:: RECORDS TO PROCESS ::

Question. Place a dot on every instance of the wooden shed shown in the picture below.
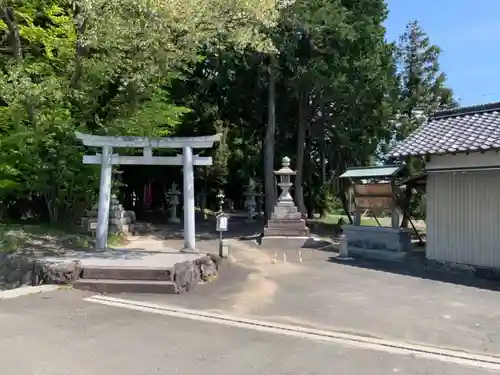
(462, 162)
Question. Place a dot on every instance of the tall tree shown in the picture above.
(422, 83)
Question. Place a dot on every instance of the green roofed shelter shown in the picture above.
(383, 171)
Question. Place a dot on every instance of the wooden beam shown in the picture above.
(140, 142)
(146, 160)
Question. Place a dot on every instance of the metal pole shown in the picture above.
(104, 199)
(188, 190)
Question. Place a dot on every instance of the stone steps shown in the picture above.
(126, 286)
(127, 273)
(120, 279)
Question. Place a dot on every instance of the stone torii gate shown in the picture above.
(107, 159)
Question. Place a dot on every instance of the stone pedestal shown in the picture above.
(120, 220)
(377, 242)
(286, 221)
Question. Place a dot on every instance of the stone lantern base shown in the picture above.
(286, 221)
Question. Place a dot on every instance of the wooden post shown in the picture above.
(104, 199)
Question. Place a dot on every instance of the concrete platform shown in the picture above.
(126, 258)
(135, 270)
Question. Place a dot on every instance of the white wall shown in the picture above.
(463, 217)
(472, 160)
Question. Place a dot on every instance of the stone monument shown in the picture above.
(286, 227)
(250, 201)
(173, 201)
(120, 220)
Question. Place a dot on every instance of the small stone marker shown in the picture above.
(343, 248)
(173, 200)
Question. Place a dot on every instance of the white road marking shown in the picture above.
(394, 347)
(27, 290)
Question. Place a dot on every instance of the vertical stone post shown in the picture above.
(188, 195)
(173, 200)
(104, 198)
(394, 207)
(250, 202)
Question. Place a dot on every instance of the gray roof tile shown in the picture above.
(464, 129)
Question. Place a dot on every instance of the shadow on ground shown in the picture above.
(417, 266)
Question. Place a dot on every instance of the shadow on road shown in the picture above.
(417, 266)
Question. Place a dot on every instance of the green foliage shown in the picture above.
(161, 68)
(97, 66)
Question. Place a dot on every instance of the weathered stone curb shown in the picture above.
(17, 270)
(186, 275)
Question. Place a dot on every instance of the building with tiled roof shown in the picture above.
(462, 161)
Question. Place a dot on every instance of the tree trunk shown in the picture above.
(9, 17)
(269, 185)
(301, 141)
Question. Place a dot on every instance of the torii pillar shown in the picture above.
(107, 159)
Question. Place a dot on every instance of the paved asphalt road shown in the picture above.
(58, 333)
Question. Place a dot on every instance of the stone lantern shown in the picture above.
(286, 220)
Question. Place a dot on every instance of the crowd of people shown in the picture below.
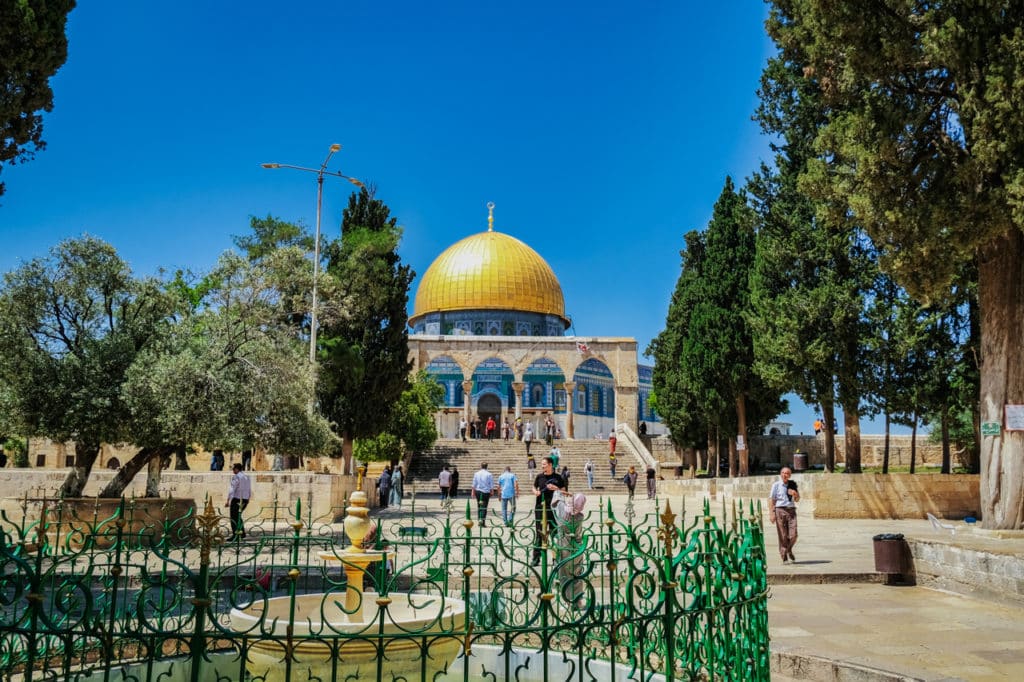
(508, 430)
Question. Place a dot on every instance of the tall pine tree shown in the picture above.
(364, 343)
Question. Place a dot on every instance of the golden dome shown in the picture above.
(489, 270)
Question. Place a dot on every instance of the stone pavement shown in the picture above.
(833, 619)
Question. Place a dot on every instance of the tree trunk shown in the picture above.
(713, 464)
(1000, 301)
(851, 419)
(945, 440)
(130, 468)
(154, 467)
(885, 453)
(744, 454)
(913, 442)
(180, 459)
(974, 462)
(828, 415)
(85, 457)
(346, 455)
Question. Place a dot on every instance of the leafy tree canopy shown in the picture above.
(71, 326)
(33, 47)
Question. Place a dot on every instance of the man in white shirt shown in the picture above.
(782, 512)
(240, 489)
(483, 484)
(444, 482)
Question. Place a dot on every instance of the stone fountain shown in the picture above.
(408, 633)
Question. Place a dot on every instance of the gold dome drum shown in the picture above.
(489, 271)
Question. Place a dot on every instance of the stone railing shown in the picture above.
(633, 441)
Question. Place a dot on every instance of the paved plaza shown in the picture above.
(832, 607)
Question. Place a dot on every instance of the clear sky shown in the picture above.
(603, 131)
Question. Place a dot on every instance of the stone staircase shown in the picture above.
(423, 468)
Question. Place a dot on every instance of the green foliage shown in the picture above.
(704, 358)
(364, 338)
(17, 451)
(926, 128)
(678, 405)
(269, 235)
(71, 326)
(411, 427)
(33, 47)
(231, 374)
(381, 448)
(814, 264)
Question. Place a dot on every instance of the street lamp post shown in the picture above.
(321, 172)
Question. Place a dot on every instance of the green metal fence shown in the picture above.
(135, 595)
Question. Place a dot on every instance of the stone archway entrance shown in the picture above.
(489, 406)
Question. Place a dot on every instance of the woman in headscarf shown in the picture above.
(396, 485)
(569, 555)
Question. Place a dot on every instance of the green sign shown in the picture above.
(990, 428)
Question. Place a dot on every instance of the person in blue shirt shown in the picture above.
(782, 512)
(509, 484)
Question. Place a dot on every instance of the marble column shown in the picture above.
(467, 397)
(519, 387)
(569, 405)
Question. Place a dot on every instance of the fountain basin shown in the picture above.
(409, 633)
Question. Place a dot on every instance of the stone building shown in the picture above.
(489, 324)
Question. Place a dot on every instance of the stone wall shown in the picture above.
(779, 450)
(897, 496)
(323, 495)
(46, 454)
(854, 496)
(972, 564)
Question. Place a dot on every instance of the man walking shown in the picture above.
(384, 486)
(483, 484)
(240, 491)
(444, 482)
(545, 485)
(782, 512)
(508, 482)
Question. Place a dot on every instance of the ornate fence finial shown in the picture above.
(209, 530)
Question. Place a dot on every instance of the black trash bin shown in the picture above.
(799, 461)
(892, 554)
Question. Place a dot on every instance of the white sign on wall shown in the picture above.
(1015, 417)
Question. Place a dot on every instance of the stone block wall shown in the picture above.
(853, 496)
(323, 495)
(896, 496)
(972, 566)
(46, 454)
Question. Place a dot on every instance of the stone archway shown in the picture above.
(488, 405)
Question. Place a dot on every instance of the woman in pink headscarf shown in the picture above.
(570, 559)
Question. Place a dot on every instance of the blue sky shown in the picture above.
(602, 132)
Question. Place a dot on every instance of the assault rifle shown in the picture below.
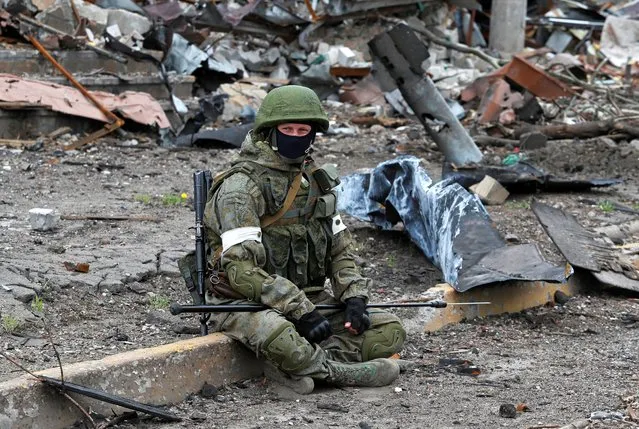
(202, 183)
(201, 186)
(229, 308)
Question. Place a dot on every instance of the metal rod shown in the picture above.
(114, 121)
(229, 308)
(567, 22)
(25, 19)
(111, 399)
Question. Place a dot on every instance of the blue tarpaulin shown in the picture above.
(449, 224)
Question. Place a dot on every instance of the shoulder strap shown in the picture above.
(290, 197)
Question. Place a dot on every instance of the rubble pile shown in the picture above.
(195, 73)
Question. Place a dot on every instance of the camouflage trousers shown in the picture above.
(255, 331)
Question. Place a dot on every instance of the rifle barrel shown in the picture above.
(229, 308)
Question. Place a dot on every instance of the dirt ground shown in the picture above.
(559, 363)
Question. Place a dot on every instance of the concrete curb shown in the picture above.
(167, 374)
(160, 375)
(507, 297)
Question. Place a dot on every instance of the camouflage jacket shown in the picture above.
(296, 254)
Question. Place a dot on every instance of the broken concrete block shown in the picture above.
(128, 22)
(43, 219)
(114, 31)
(345, 56)
(490, 191)
(322, 48)
(61, 17)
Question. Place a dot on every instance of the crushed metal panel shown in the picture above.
(574, 241)
(449, 225)
(342, 7)
(610, 278)
(535, 79)
(584, 249)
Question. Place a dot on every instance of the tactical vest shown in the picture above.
(298, 244)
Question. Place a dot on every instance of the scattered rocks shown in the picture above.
(208, 391)
(331, 406)
(198, 416)
(159, 317)
(508, 411)
(43, 219)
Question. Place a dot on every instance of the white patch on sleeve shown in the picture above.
(239, 235)
(338, 224)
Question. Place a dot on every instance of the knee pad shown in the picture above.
(383, 341)
(287, 349)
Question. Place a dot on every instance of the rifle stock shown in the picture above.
(201, 183)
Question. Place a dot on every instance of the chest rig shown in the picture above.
(297, 227)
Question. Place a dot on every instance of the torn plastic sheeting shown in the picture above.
(184, 58)
(121, 4)
(137, 106)
(449, 224)
(167, 12)
(236, 15)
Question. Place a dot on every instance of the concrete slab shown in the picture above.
(29, 61)
(160, 375)
(152, 84)
(507, 297)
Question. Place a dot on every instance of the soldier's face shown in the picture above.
(295, 130)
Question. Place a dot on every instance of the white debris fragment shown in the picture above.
(43, 219)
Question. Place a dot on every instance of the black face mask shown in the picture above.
(293, 148)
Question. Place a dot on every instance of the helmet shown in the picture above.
(291, 103)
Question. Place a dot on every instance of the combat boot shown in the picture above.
(373, 373)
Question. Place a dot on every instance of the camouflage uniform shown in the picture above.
(286, 264)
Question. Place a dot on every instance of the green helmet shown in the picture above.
(291, 103)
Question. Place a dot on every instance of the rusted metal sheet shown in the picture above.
(137, 106)
(492, 102)
(535, 79)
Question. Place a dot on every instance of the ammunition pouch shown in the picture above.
(217, 284)
(325, 206)
(326, 177)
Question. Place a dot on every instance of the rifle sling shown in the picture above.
(269, 220)
(288, 202)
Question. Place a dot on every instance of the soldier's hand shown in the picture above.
(314, 327)
(357, 320)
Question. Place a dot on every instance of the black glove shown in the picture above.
(357, 315)
(314, 327)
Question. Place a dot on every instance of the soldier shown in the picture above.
(273, 222)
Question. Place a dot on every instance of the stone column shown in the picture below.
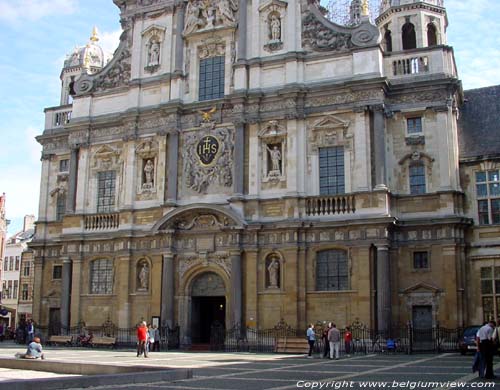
(236, 287)
(239, 159)
(179, 44)
(171, 169)
(383, 289)
(167, 290)
(73, 173)
(379, 147)
(65, 292)
(76, 286)
(242, 30)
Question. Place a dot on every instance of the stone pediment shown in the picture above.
(330, 122)
(422, 288)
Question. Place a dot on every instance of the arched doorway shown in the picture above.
(208, 305)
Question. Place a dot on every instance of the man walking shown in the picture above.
(334, 339)
(142, 338)
(485, 336)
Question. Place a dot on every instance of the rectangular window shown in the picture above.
(61, 206)
(57, 272)
(212, 78)
(417, 179)
(414, 125)
(63, 165)
(331, 171)
(26, 269)
(490, 291)
(106, 191)
(420, 260)
(488, 194)
(24, 292)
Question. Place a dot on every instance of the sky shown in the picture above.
(37, 35)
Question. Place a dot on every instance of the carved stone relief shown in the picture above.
(203, 15)
(208, 159)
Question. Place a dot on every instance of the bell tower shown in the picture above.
(412, 24)
(87, 59)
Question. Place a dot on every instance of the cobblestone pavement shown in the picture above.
(242, 371)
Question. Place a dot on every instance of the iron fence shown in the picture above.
(125, 337)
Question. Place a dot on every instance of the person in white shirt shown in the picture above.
(485, 339)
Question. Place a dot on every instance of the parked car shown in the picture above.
(468, 341)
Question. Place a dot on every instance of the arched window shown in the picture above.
(431, 35)
(101, 276)
(409, 36)
(388, 40)
(332, 271)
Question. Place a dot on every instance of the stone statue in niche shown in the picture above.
(143, 277)
(273, 270)
(149, 169)
(275, 156)
(275, 28)
(154, 53)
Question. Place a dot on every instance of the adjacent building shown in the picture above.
(252, 161)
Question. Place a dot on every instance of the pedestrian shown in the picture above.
(151, 338)
(34, 350)
(326, 343)
(348, 341)
(485, 336)
(334, 339)
(142, 338)
(156, 346)
(311, 339)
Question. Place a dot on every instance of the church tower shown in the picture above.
(412, 24)
(85, 59)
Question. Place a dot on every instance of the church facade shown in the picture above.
(251, 161)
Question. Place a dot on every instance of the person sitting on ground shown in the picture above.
(34, 350)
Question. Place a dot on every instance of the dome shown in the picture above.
(90, 57)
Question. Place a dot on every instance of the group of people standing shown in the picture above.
(331, 340)
(148, 339)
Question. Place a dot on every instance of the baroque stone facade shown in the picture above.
(315, 179)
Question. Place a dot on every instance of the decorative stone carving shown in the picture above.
(153, 38)
(202, 15)
(143, 276)
(208, 159)
(212, 47)
(273, 146)
(329, 131)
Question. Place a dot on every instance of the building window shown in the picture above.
(60, 206)
(420, 260)
(488, 194)
(212, 78)
(417, 178)
(414, 125)
(106, 187)
(101, 277)
(332, 270)
(24, 292)
(26, 269)
(490, 291)
(409, 36)
(63, 165)
(331, 171)
(431, 35)
(57, 272)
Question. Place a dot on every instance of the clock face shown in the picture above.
(207, 150)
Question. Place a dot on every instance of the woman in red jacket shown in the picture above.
(142, 338)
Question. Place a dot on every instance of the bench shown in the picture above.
(65, 340)
(104, 341)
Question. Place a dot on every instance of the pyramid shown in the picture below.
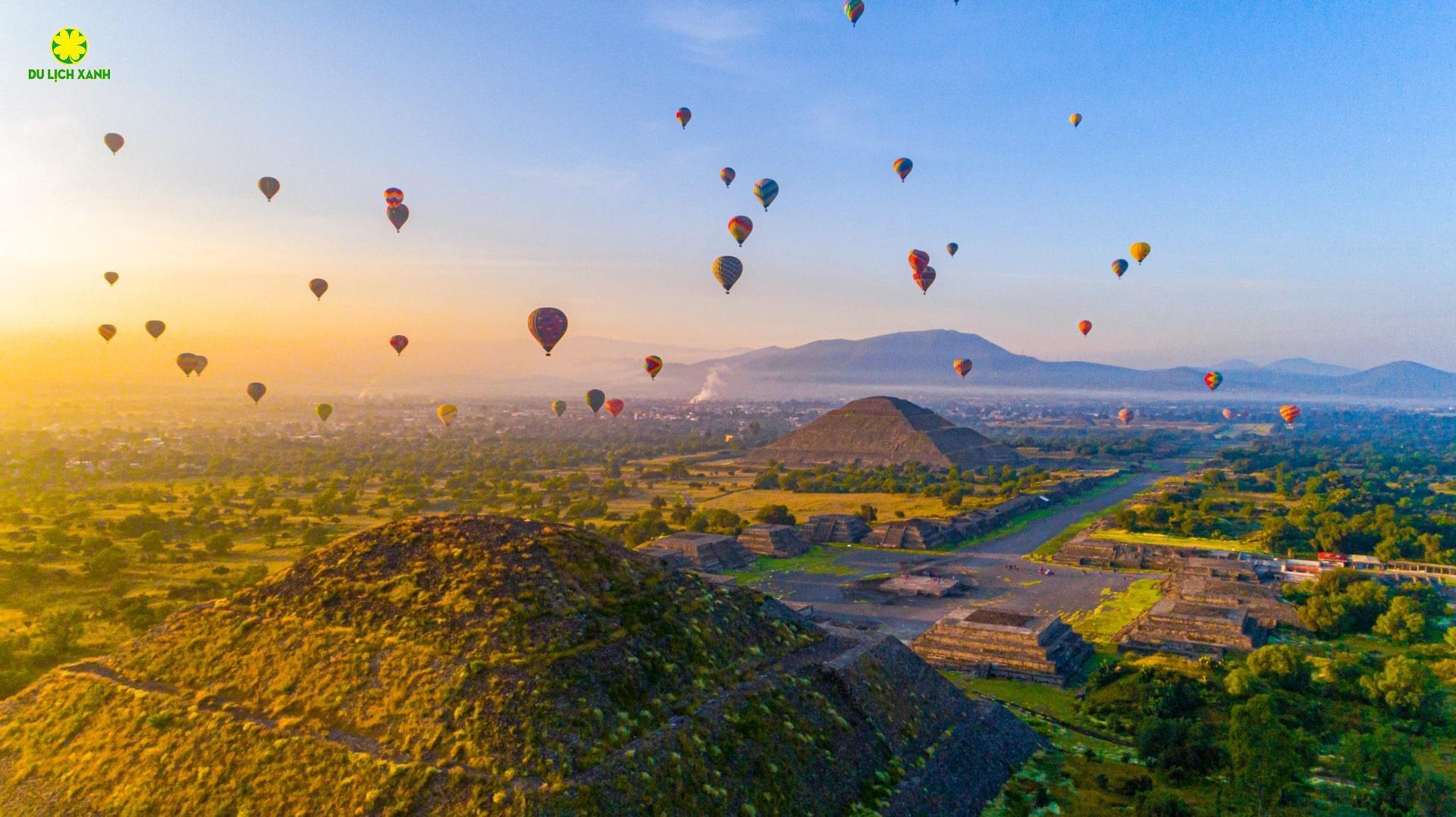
(883, 431)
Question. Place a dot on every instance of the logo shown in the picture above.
(69, 45)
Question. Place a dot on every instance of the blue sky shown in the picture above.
(1291, 165)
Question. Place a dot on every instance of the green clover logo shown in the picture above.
(69, 45)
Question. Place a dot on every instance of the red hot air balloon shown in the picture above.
(546, 325)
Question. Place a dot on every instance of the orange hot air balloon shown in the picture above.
(739, 227)
(548, 325)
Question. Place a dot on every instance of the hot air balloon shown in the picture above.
(766, 189)
(398, 216)
(546, 325)
(1291, 414)
(739, 227)
(727, 270)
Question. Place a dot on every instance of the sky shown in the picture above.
(1291, 165)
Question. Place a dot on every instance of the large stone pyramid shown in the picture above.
(884, 431)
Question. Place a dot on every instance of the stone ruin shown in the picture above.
(774, 540)
(992, 643)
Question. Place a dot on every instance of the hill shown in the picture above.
(484, 665)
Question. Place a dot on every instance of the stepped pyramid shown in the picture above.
(883, 431)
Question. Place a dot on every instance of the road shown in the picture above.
(1006, 578)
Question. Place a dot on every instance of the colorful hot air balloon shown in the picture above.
(766, 189)
(739, 227)
(398, 216)
(546, 325)
(1291, 414)
(727, 270)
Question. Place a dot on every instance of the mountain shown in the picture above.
(471, 665)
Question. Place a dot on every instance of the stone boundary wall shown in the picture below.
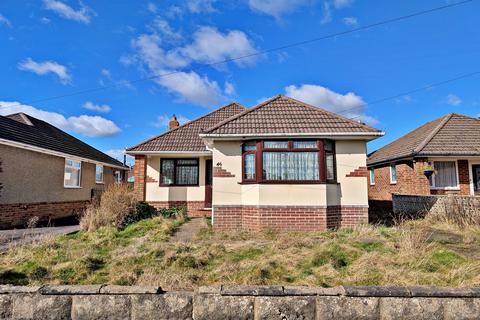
(415, 204)
(237, 302)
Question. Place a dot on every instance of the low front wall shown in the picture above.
(238, 302)
(18, 214)
(419, 204)
(287, 218)
(194, 208)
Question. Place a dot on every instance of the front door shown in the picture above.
(476, 178)
(208, 183)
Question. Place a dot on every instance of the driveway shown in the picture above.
(23, 236)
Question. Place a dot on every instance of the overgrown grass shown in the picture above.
(413, 253)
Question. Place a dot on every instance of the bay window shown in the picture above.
(72, 174)
(288, 161)
(445, 175)
(179, 172)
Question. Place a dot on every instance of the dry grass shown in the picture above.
(413, 253)
(116, 204)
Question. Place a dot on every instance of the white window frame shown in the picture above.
(79, 176)
(372, 176)
(393, 165)
(457, 187)
(103, 174)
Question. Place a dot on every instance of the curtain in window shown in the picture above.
(249, 169)
(445, 174)
(290, 166)
(186, 175)
(167, 171)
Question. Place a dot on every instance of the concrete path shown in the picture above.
(186, 231)
(23, 236)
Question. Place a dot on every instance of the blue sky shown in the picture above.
(57, 47)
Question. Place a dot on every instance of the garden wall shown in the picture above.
(238, 302)
(413, 204)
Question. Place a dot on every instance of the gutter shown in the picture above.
(57, 153)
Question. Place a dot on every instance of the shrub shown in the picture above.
(117, 208)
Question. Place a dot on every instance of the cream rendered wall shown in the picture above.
(351, 155)
(155, 192)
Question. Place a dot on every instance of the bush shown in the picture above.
(117, 208)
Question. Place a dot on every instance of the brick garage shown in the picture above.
(287, 218)
(18, 214)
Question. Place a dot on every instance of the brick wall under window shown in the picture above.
(287, 218)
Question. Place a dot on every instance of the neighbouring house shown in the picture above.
(47, 173)
(440, 157)
(282, 164)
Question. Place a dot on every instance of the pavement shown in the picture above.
(23, 236)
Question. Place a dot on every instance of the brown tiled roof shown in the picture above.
(450, 135)
(284, 115)
(27, 130)
(186, 137)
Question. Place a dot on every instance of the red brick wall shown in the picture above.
(18, 214)
(194, 208)
(140, 172)
(287, 218)
(411, 180)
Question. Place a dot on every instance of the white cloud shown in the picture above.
(229, 88)
(350, 21)
(209, 45)
(276, 8)
(340, 4)
(5, 21)
(454, 100)
(46, 67)
(163, 120)
(104, 108)
(118, 154)
(349, 105)
(200, 6)
(90, 126)
(152, 7)
(83, 15)
(327, 13)
(192, 88)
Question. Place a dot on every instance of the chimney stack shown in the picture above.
(173, 123)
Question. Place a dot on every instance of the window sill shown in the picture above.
(446, 188)
(286, 182)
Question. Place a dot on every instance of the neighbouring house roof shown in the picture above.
(450, 135)
(26, 131)
(282, 115)
(186, 137)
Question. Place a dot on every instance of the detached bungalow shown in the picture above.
(440, 157)
(283, 165)
(47, 173)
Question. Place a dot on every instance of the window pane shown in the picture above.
(187, 162)
(328, 145)
(393, 173)
(99, 173)
(330, 163)
(250, 146)
(304, 144)
(167, 172)
(186, 175)
(249, 169)
(275, 144)
(290, 166)
(72, 177)
(445, 174)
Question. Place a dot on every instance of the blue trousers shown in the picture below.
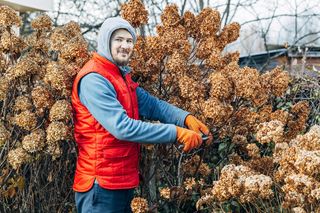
(100, 200)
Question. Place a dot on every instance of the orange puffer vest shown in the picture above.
(114, 163)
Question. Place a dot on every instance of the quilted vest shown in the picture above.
(114, 163)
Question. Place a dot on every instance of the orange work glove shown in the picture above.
(194, 124)
(190, 139)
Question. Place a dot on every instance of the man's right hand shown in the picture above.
(190, 139)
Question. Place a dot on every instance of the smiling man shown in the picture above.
(107, 107)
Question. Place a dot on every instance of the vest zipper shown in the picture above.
(129, 90)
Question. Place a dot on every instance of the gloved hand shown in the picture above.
(190, 139)
(194, 124)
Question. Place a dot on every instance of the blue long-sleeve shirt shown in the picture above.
(99, 96)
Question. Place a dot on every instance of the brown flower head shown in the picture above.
(9, 17)
(170, 16)
(22, 103)
(42, 22)
(209, 22)
(4, 87)
(60, 111)
(216, 110)
(17, 157)
(57, 131)
(189, 22)
(26, 120)
(221, 86)
(229, 34)
(279, 81)
(35, 141)
(75, 48)
(42, 98)
(4, 134)
(9, 42)
(139, 205)
(270, 131)
(206, 46)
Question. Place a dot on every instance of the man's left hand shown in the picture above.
(194, 124)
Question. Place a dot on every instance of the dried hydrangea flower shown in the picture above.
(280, 115)
(135, 13)
(26, 120)
(42, 22)
(56, 77)
(189, 22)
(206, 46)
(221, 86)
(170, 16)
(242, 183)
(165, 193)
(297, 122)
(35, 141)
(308, 162)
(10, 43)
(25, 66)
(279, 81)
(191, 165)
(38, 41)
(216, 110)
(229, 34)
(41, 98)
(190, 89)
(209, 22)
(309, 141)
(9, 17)
(189, 183)
(74, 48)
(4, 134)
(139, 205)
(57, 131)
(60, 111)
(17, 157)
(247, 84)
(298, 210)
(256, 187)
(4, 86)
(22, 103)
(253, 150)
(54, 150)
(270, 131)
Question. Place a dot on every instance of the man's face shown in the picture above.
(121, 46)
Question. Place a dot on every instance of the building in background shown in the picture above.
(297, 60)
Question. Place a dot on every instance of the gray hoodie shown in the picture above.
(108, 27)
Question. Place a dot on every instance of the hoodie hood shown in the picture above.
(104, 36)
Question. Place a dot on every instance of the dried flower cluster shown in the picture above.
(191, 165)
(17, 157)
(299, 169)
(34, 142)
(242, 183)
(139, 205)
(4, 134)
(135, 13)
(40, 108)
(9, 17)
(270, 131)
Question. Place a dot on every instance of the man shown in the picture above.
(107, 105)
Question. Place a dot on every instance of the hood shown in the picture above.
(108, 27)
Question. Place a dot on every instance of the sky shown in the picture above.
(278, 30)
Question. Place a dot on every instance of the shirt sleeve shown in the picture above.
(153, 108)
(99, 96)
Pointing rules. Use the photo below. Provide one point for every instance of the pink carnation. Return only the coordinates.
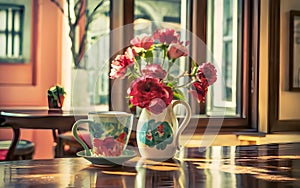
(177, 50)
(120, 63)
(150, 93)
(154, 71)
(207, 71)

:::

**WORK TO DO:** Substitute "jacket sleeve" for "shirt sleeve" in the data, from the line holding "Question. Place a dot on every instance of the hoodie" through the end of the data, inclusive, and leave everything else unchanged. Give only those lines, and omit the pictures.

**COMPLETE OUTPUT:**
Question. Place a dot on every instance of the hoodie hood shown in the picture above.
(104, 36)
Question. Place a dot on every instance of the dried flower cluster shown in the picture above.
(191, 165)
(17, 157)
(299, 169)
(34, 142)
(242, 183)
(139, 205)
(4, 134)
(135, 13)
(40, 108)
(9, 17)
(270, 131)
Question. Place a dot on every instance of the man shown in the picture above.
(107, 105)
Question. Place a dot on every instance of the hood shown in the picture above.
(108, 27)
Question. Place a dot on every instance of the sky shown in the picture above.
(278, 30)
Question. Place a dot on every instance of the jacket sleeve shown in the picture above.
(153, 108)
(99, 96)
Pointing rules. Use the photo below. Provide one point for every instance of the pink carnation. Return only the coordinates.
(177, 50)
(120, 63)
(150, 93)
(154, 71)
(207, 71)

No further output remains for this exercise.